The task
Using the material that follows, work out how many lines include the word "shadow". Your answer should be that number only.

Records supplied

>>

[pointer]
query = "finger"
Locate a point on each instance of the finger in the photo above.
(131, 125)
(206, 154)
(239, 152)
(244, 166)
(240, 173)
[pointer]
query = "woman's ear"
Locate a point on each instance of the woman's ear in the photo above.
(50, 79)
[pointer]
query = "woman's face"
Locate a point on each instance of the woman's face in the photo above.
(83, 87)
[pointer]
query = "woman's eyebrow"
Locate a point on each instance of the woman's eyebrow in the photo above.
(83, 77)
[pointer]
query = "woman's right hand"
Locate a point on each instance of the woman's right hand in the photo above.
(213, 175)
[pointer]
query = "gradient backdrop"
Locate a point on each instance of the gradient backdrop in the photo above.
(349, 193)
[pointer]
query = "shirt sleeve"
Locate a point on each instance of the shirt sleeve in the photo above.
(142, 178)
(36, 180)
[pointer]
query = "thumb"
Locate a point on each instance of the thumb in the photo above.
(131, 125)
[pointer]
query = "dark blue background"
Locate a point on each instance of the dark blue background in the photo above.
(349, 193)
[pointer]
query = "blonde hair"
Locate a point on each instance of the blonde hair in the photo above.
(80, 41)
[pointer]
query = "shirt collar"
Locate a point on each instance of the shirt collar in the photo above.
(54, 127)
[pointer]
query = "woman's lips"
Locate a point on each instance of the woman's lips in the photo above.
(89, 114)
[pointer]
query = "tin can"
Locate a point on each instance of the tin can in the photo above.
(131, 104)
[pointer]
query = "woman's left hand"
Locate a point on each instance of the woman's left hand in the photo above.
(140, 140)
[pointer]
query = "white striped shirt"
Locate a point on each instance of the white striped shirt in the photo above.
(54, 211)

<<
>>

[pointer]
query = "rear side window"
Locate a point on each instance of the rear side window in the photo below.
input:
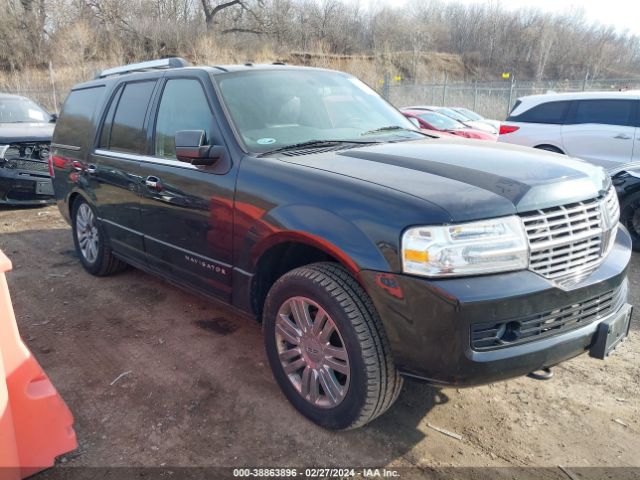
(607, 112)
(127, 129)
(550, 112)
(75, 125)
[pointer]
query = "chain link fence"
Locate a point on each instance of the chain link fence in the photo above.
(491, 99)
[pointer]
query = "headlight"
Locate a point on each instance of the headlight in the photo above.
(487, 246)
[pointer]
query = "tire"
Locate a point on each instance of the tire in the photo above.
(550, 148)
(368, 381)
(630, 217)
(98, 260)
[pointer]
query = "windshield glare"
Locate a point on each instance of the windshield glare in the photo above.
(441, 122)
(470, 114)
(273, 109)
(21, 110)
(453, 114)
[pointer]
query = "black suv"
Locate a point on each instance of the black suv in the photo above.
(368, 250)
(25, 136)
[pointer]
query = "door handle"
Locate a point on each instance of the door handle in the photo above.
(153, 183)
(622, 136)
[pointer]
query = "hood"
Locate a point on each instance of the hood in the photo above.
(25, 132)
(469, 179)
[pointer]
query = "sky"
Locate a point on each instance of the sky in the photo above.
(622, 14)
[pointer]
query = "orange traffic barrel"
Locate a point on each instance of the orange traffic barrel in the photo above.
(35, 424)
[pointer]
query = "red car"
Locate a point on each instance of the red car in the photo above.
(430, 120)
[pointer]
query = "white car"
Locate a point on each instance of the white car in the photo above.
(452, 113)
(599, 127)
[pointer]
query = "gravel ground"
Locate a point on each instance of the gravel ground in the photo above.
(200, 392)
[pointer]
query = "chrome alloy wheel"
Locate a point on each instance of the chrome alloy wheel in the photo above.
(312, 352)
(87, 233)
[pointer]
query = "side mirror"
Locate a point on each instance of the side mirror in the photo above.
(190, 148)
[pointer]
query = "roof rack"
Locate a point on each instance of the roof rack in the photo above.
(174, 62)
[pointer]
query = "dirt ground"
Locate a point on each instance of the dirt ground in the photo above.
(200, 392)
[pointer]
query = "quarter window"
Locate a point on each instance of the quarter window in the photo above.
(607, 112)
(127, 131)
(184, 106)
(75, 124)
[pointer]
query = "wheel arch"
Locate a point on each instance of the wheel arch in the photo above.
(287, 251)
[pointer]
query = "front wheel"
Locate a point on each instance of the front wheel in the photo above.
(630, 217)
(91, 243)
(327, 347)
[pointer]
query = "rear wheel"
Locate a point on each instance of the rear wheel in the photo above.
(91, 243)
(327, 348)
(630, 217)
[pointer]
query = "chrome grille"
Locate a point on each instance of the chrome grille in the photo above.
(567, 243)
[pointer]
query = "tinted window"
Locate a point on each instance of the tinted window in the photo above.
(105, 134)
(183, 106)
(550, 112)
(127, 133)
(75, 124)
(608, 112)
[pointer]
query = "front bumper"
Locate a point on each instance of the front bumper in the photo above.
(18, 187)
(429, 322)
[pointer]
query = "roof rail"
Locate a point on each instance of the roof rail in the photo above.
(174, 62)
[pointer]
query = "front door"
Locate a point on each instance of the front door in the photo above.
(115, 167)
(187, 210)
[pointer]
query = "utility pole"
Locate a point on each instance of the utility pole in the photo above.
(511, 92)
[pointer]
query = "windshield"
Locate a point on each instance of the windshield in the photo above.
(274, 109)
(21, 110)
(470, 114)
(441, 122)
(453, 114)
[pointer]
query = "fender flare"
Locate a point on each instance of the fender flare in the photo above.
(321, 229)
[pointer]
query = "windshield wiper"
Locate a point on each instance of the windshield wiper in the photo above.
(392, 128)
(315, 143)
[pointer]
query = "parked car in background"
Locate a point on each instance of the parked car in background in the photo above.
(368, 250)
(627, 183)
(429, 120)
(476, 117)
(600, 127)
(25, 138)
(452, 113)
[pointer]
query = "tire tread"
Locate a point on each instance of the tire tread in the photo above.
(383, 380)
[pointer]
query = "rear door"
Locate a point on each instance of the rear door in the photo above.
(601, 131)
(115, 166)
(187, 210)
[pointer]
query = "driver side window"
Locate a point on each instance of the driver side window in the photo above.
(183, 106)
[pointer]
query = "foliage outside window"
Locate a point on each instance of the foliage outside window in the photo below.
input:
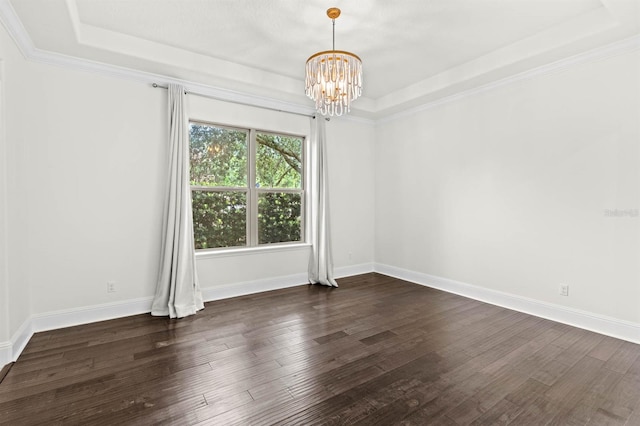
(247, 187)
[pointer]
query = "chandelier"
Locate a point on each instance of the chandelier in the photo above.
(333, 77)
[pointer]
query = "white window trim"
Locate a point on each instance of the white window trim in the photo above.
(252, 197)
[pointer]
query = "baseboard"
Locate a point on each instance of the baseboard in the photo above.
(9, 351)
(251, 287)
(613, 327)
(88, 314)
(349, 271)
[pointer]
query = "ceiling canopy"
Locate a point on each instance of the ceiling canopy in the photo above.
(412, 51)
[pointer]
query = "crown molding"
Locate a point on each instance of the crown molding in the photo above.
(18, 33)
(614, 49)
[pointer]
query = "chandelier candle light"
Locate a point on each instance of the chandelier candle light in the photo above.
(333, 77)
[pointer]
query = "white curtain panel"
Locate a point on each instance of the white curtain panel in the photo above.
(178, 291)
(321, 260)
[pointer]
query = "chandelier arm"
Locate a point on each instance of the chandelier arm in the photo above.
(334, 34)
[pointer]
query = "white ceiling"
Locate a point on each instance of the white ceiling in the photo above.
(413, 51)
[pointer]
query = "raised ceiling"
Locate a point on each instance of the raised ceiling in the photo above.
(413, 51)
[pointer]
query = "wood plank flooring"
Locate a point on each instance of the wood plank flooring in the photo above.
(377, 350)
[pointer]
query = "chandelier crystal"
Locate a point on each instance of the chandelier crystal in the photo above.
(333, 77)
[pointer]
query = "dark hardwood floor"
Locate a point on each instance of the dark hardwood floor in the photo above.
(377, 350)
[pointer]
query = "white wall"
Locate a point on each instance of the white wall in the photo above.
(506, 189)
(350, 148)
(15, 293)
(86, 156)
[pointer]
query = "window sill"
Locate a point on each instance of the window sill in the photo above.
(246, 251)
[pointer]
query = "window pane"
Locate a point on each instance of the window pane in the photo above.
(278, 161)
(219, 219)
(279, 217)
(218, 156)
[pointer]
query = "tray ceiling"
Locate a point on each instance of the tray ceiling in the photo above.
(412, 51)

<<
>>

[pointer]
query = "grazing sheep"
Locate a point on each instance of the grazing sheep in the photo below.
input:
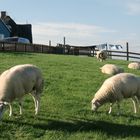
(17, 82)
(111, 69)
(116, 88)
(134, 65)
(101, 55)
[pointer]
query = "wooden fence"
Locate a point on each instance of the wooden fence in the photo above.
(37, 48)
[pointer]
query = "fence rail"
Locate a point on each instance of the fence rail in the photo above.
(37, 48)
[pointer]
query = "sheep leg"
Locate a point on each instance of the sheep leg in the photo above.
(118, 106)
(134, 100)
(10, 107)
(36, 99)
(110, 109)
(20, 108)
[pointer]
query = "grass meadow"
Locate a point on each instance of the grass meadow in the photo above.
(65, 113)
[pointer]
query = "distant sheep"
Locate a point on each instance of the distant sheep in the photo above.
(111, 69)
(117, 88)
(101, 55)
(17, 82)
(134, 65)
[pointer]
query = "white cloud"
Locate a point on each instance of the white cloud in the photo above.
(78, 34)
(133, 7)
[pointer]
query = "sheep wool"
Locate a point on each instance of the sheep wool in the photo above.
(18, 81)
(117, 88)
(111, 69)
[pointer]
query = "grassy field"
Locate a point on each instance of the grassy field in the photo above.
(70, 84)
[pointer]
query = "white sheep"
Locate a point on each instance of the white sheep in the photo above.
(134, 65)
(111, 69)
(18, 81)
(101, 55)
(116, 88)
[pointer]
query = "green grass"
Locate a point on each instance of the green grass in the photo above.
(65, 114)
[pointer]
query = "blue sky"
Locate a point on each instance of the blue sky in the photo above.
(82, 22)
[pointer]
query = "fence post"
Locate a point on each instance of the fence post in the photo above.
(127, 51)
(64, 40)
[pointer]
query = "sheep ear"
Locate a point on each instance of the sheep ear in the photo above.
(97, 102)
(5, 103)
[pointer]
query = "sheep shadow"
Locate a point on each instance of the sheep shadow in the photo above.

<<

Expected output
2